= TASK =
Once the images are set aside, return every entry exactly.

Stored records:
╔══
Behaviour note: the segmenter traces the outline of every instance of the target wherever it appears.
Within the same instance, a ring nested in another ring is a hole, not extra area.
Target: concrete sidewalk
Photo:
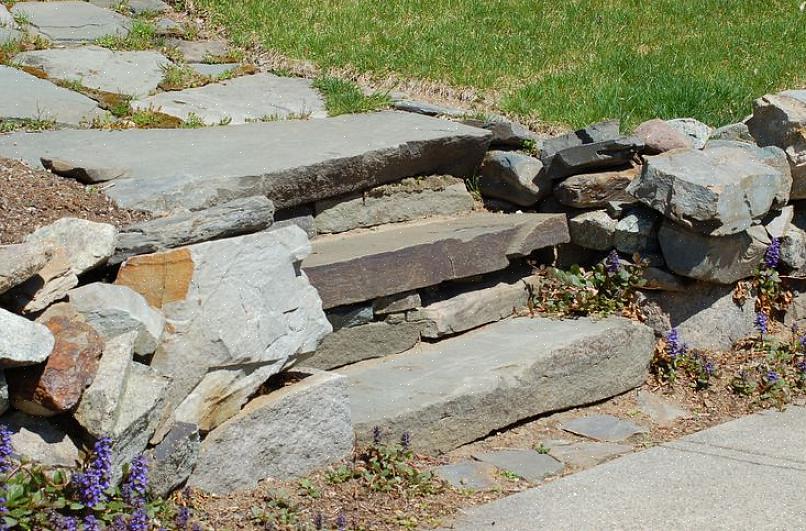
[[[627,455],[465,511],[450,529],[806,529],[806,408]]]

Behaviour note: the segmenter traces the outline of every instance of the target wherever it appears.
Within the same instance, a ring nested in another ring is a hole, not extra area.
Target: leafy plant
[[[322,92],[330,116],[377,111],[389,106],[388,94],[374,92],[365,95],[355,83],[337,77],[315,79],[313,86]]]
[[[532,294],[532,307],[561,316],[621,313],[640,317],[636,290],[646,282],[646,264],[634,258],[635,264],[626,263],[612,251],[590,271],[578,265],[568,271],[544,269],[542,282]]]
[[[716,365],[704,352],[689,349],[676,328],[669,330],[658,342],[651,369],[661,381],[670,384],[683,374],[697,390],[710,387],[711,379],[716,376]]]
[[[139,17],[132,21],[131,30],[125,37],[106,35],[96,39],[95,44],[110,50],[148,50],[160,48],[163,40],[157,36],[157,28],[150,20]]]

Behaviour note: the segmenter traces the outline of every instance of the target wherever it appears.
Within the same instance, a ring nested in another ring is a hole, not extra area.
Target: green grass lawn
[[[240,44],[501,94],[580,126],[724,125],[806,84],[801,0],[197,0]]]

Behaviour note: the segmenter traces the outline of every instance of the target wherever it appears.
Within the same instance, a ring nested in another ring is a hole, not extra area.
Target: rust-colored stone
[[[128,286],[154,308],[181,301],[193,278],[193,257],[188,249],[135,256],[118,271],[115,284]]]
[[[7,369],[12,405],[31,415],[73,409],[98,371],[104,341],[69,304],[57,304],[38,319],[56,338],[50,357],[39,365]]]

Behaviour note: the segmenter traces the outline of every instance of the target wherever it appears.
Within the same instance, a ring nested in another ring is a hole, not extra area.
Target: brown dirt
[[[0,158],[0,244],[19,243],[64,217],[121,227],[148,216],[117,207],[95,187]]]

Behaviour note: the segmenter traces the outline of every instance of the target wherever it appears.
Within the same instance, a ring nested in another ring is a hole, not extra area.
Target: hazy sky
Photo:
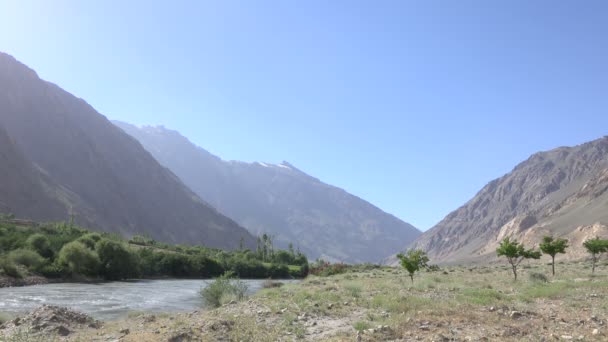
[[[0,0],[0,50],[109,118],[287,160],[421,229],[608,132],[605,1]]]

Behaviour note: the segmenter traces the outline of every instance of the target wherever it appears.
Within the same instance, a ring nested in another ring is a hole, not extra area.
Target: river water
[[[264,280],[243,281],[249,286],[249,294],[259,291],[264,282]],[[42,304],[67,306],[100,320],[123,318],[130,311],[189,312],[204,308],[199,291],[209,282],[209,280],[138,280],[0,288],[0,312],[17,314],[30,311]]]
╚══
= RESPONSE =
Behaviour note: the segmenter traces the outline of every instance of the target wherever it appears.
Within the same instance, a ring nested in another ring is a hole, not extra area.
Target: concrete sidewalk
Photo:
[[[627,455],[465,511],[450,529],[806,529],[806,408]]]

Behaviour note: the segmenter traces the outline of every instance of the target wherever it appears.
Within the same instance, a ring nested in another ring is a hole, not extra area.
Target: leafy plant
[[[322,92],[330,116],[377,111],[389,106],[388,94],[374,92],[365,95],[355,83],[337,77],[315,79],[313,86]]]
[[[532,294],[532,307],[561,316],[621,313],[640,317],[636,290],[646,282],[646,264],[634,258],[635,264],[626,263],[612,251],[590,271],[578,265],[568,271],[544,269],[542,282]]]
[[[716,365],[704,352],[689,349],[676,328],[669,330],[658,342],[651,369],[661,381],[670,384],[683,374],[697,390],[710,387],[711,379],[716,376]]]
[[[139,17],[132,21],[131,30],[125,37],[106,35],[96,39],[95,44],[110,50],[148,50],[160,48],[163,40],[157,36],[157,28],[150,20]]]

Behaviour note: the segmenter traces the outline of every instance of the target wherever it appears.
Within the same instance, a ring nested in another ring is a hole, not extra area.
Target: green grass lawn
[[[240,44],[501,94],[580,126],[724,125],[806,84],[801,0],[197,0]]]

Behaviour note: the segmenter traces the outline of every instance of the target wherever it appears.
Within the same instance, a ring nested in another ring is a hole, not extra area.
Target: rust-colored stone
[[[128,286],[154,308],[181,301],[193,278],[193,257],[188,249],[135,256],[118,271],[115,284]]]
[[[7,369],[12,405],[31,415],[73,409],[98,371],[104,341],[69,304],[57,304],[38,319],[56,338],[50,357],[39,365]]]

Behaviour note: the segmenter traces the outline of every instance of the target wherever it appears.
Within the same instance, a ring nested in another ring is a hole, not extra area.
Target: brown dirt
[[[0,158],[0,244],[19,243],[64,217],[121,227],[148,216],[117,207],[95,187]]]

Behaviour note: the segmenter traces the outline of every instance of the target wherever it appears.
Within the same instance, a ring nested in another ring is a hole, not extra area.
Target: hazy sky
Photo:
[[[0,0],[0,50],[109,118],[287,160],[421,229],[608,132],[605,1]]]

Behaviour note: the segmenter traces the outline of every instance of the target wherever it appears.
Within the same instance, a ring nested in another ring is a hole, not extra area.
Target: river water
[[[264,280],[243,281],[249,286],[249,294],[259,291],[264,282]],[[42,304],[67,306],[100,320],[123,318],[130,311],[189,312],[204,308],[199,291],[209,282],[209,280],[138,280],[0,288],[0,312],[17,314],[30,311]]]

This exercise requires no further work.